(EXERCISE MATERIALS)
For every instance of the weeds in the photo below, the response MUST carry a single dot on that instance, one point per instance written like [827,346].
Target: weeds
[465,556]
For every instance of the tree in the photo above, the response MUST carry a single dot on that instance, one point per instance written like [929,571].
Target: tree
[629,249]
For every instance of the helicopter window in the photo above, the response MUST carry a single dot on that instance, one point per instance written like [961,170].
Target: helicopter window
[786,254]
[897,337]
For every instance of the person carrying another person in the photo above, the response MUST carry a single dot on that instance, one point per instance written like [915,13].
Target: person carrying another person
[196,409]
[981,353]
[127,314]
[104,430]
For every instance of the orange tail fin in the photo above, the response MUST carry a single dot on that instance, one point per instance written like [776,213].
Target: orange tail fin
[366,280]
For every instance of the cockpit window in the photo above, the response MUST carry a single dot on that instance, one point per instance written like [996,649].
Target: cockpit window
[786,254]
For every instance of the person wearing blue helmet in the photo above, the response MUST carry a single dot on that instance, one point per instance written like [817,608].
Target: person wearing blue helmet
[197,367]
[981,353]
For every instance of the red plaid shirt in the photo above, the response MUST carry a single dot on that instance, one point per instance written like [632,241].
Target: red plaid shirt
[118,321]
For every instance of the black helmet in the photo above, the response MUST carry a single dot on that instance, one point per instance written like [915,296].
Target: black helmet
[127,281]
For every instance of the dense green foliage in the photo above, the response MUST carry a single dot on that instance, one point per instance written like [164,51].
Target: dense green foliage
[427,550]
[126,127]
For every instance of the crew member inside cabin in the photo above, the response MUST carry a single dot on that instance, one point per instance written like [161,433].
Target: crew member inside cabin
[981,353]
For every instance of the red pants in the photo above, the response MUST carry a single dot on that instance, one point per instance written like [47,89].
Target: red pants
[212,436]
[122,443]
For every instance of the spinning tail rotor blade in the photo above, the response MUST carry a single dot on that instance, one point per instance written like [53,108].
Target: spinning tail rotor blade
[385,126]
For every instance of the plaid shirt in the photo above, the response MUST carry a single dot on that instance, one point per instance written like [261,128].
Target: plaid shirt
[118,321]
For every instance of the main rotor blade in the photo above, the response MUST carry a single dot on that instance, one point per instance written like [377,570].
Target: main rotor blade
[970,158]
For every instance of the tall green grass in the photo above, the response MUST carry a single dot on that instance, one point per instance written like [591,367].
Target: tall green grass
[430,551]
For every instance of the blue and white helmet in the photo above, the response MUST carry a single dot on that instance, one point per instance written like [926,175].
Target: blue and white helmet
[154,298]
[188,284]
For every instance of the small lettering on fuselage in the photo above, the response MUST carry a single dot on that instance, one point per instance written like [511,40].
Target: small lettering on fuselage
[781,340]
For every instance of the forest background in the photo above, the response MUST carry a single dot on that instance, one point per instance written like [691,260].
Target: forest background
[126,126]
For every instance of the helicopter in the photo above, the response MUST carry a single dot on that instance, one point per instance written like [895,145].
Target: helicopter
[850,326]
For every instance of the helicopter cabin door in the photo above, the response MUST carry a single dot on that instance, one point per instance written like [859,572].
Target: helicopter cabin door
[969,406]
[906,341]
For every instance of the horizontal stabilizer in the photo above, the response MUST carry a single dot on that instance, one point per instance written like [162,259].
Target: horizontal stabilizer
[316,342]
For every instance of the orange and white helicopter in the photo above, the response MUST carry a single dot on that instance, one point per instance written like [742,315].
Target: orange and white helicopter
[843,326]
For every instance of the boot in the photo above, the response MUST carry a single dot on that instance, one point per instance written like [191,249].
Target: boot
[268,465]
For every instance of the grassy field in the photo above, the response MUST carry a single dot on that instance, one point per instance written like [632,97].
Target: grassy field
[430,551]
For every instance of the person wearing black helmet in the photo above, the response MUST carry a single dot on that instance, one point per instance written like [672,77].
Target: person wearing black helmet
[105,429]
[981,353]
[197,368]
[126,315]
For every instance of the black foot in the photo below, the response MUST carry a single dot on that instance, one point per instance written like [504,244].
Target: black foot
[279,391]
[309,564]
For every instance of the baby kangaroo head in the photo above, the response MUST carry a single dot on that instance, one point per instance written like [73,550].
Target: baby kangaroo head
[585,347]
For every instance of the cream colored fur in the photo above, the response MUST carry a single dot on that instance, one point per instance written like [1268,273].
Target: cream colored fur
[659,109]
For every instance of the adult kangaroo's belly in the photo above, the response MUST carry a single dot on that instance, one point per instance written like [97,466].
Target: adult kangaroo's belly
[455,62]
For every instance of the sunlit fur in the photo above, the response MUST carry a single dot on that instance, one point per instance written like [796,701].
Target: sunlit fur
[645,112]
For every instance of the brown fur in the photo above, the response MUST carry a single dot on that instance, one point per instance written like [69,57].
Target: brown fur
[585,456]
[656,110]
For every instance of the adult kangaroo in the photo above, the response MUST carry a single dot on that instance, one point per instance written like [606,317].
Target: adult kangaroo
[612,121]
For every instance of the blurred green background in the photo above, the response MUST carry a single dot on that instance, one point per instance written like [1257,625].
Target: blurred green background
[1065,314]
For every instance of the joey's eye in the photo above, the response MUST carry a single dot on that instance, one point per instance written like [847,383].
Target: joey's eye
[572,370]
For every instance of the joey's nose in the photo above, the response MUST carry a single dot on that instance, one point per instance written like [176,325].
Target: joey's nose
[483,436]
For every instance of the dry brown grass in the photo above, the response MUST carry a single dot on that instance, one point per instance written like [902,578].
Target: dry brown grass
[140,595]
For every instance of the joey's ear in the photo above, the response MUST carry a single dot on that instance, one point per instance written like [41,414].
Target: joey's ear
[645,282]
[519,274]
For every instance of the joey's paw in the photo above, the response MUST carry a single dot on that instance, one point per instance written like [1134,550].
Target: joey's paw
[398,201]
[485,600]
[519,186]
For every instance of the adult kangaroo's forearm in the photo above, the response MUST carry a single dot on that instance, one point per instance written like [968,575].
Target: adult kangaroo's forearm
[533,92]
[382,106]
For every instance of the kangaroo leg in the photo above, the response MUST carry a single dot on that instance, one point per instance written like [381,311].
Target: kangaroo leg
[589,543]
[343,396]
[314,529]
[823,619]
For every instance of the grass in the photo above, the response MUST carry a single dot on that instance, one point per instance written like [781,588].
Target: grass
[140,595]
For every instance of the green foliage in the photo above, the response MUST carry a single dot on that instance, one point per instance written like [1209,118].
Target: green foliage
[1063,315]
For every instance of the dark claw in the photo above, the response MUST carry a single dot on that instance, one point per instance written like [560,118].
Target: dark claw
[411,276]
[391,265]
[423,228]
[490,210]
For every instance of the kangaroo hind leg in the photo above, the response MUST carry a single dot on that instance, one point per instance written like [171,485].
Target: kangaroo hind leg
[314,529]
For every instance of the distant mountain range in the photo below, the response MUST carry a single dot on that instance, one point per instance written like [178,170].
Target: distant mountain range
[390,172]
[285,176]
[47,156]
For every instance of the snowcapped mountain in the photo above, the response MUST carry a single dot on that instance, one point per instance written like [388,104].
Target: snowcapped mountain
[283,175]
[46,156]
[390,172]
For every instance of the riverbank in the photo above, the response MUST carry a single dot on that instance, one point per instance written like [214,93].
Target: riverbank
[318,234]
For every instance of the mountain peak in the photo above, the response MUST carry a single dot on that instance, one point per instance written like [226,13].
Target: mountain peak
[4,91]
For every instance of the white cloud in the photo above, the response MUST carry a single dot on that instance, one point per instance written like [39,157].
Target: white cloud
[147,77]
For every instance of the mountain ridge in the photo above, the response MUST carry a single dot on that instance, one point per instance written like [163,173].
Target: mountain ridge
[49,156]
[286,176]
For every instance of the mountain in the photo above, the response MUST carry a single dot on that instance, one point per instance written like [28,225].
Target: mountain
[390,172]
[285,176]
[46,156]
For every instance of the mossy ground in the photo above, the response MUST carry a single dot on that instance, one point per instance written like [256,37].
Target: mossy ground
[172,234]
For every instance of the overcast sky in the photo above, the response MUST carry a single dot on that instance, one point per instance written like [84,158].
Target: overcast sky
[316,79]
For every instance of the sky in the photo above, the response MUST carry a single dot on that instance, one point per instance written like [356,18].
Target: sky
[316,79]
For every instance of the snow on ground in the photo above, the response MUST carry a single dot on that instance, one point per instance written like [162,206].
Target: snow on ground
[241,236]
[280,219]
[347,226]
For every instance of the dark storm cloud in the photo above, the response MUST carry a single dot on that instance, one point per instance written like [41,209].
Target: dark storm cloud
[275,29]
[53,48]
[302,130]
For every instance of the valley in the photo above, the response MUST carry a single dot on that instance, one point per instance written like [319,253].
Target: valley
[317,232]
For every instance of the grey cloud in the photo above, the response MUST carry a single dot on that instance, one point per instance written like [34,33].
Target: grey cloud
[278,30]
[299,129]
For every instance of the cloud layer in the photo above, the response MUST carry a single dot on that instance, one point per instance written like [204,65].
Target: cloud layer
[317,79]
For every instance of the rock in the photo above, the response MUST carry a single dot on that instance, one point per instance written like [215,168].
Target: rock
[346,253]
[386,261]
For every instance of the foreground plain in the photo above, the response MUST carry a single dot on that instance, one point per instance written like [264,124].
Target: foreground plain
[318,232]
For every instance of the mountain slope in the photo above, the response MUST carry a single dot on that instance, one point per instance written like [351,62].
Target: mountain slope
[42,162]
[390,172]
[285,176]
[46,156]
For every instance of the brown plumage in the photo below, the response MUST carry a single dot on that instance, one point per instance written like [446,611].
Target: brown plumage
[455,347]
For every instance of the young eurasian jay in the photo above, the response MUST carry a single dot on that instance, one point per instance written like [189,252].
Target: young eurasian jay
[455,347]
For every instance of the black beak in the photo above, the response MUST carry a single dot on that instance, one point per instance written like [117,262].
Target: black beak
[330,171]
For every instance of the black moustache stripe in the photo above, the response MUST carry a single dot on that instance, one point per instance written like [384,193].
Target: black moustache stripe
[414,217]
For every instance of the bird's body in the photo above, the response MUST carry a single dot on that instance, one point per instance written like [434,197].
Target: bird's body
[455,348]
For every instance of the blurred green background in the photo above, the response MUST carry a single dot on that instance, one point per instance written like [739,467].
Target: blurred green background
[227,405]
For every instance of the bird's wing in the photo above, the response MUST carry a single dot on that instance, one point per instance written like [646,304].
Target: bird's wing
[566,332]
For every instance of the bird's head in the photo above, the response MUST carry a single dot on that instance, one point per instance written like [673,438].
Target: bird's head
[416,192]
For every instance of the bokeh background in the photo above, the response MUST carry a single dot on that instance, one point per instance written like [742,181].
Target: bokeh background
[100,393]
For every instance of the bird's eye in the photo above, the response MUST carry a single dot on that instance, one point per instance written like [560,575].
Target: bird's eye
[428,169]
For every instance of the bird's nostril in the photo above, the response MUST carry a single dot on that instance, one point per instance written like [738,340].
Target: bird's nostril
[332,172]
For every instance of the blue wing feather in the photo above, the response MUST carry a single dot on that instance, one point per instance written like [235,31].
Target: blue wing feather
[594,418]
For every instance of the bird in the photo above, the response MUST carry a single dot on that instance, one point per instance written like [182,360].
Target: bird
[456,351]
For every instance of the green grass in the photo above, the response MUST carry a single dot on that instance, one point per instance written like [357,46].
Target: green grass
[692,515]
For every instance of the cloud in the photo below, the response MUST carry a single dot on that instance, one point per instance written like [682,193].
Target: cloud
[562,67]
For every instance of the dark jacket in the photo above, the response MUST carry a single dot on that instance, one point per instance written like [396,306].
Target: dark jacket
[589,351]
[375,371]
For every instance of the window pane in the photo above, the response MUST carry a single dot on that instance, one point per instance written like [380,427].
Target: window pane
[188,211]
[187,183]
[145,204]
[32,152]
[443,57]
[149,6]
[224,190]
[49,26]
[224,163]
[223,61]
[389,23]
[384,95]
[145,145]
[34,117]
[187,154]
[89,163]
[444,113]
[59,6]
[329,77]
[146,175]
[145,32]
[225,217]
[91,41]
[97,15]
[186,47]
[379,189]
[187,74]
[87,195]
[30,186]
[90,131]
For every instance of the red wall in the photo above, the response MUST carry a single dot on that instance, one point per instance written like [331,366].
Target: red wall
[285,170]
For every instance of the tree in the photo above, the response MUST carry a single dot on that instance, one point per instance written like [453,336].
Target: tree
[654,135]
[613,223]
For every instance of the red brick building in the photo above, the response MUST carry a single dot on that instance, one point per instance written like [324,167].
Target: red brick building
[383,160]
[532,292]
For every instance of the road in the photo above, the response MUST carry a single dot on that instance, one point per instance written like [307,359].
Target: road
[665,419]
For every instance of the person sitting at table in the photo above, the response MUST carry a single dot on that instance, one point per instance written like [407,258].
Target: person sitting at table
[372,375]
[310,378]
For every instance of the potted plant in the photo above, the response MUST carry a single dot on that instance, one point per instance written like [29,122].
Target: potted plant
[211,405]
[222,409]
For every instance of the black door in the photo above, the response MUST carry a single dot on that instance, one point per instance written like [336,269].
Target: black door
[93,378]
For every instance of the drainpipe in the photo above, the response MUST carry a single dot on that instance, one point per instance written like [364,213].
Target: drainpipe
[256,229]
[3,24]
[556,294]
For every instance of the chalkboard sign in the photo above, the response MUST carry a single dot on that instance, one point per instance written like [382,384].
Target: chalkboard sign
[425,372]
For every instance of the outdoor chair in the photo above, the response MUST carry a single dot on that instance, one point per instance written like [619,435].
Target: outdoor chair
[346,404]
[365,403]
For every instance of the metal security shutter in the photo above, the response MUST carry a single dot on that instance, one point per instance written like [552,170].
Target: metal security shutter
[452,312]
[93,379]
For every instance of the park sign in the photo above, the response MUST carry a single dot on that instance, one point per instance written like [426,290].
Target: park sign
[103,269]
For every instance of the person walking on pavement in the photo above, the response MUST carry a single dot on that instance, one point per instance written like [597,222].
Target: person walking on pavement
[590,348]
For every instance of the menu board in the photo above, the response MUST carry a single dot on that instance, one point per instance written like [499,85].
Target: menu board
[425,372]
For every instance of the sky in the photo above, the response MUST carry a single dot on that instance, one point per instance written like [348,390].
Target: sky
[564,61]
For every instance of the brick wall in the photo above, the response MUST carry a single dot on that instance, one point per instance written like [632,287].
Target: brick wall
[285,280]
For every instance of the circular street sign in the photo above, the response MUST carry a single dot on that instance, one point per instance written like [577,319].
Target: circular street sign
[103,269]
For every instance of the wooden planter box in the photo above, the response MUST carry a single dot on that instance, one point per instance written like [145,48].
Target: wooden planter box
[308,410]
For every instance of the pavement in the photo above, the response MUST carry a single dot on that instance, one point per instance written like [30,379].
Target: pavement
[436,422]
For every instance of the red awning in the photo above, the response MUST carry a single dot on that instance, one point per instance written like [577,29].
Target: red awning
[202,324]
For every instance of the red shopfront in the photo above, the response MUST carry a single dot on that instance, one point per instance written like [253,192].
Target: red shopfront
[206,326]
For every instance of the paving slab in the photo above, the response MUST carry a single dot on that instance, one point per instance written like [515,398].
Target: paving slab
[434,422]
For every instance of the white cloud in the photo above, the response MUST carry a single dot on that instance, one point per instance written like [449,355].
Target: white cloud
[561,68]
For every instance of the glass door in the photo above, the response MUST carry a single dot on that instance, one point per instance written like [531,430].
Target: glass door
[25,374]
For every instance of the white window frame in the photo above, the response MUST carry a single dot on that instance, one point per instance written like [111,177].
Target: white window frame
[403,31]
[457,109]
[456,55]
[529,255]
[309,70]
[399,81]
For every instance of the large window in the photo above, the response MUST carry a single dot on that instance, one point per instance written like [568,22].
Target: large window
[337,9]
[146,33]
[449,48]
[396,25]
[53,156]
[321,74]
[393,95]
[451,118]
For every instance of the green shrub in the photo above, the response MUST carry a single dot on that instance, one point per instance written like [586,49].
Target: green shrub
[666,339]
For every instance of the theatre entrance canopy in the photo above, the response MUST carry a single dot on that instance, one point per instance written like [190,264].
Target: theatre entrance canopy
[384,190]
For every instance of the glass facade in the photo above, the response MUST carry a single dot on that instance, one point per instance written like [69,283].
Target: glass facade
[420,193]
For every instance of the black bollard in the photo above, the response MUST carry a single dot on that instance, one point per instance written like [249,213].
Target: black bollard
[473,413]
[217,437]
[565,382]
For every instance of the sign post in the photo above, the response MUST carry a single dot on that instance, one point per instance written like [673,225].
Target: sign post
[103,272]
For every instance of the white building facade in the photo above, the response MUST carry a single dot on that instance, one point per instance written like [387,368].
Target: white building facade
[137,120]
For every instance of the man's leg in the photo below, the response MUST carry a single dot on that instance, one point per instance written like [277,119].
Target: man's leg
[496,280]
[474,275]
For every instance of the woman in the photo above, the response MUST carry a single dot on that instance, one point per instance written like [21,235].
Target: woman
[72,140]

(TASK DESCRIPTION) Reproduce the lines word for word, starting at the one holding "For every instance of the green shrub" and ending at the final line of the material above.

(WRITTEN REPLY)
For every instance of the green shrub in the photo above, the response MUST carry a single dot on that instance, one point per instance written like [586,49].
Target: green shrub
[666,339]
For every instance of the theatre entrance canopy in the photo above, the response MUST carry a single dot on that instance, one point per instance written like [190,264].
Target: theatre entrance canopy
[384,190]
For every instance of the glass facade in the photo above, the response MUST carry a single dot on that instance, one point per instance written like [69,283].
Target: glass facade
[420,193]
For every instance of the black bollard in the photo above, the response MUST carry a single dot on that instance, one point per instance written like [249,213].
Target: black bollard
[473,413]
[217,437]
[565,382]
For every instance of the sign post in the photo above, the response MUST carry a single dot on that instance, one point per instance written like [673,225].
Target: sign post
[103,272]
For every instance of the white building facade in the photo above, the response MUST carry a single dot on that instance, one point per instance written like [387,368].
Target: white building facade
[137,120]
For every instance of the man's leg in the photo below, the response MUST carry a single dot on that instance, one point per instance written like [277,119].
Target: man's leg
[496,280]
[474,275]
For every instance of the woman in the photo above, the response MUST carry a single dot on that instance, one point per instance written like [21,235].
Target: woman
[72,140]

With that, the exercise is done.